Count the lines in the records below that contain the string "target". Give only the number.
□ □ □ □ □ □ □
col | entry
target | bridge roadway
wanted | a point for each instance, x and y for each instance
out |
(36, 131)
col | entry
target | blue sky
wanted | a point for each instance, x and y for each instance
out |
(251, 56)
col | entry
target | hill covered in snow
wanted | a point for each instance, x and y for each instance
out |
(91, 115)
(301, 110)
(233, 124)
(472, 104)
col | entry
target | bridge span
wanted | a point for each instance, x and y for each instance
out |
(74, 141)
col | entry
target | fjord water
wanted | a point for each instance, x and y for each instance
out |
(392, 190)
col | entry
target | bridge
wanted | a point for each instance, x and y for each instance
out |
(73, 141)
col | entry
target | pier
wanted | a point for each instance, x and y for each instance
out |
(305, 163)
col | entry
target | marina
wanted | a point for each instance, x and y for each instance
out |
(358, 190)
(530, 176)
□ □ □ □ □ □ □
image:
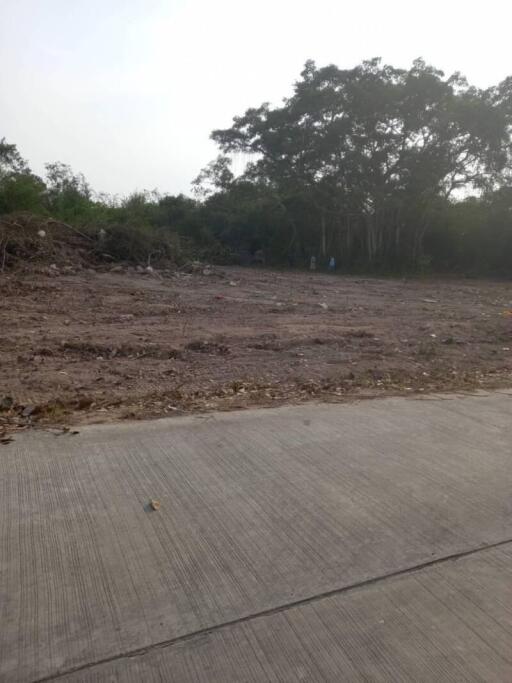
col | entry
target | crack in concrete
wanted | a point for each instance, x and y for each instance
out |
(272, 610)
□ □ □ □ □ □ □
**WRITTEN SOLUTION:**
9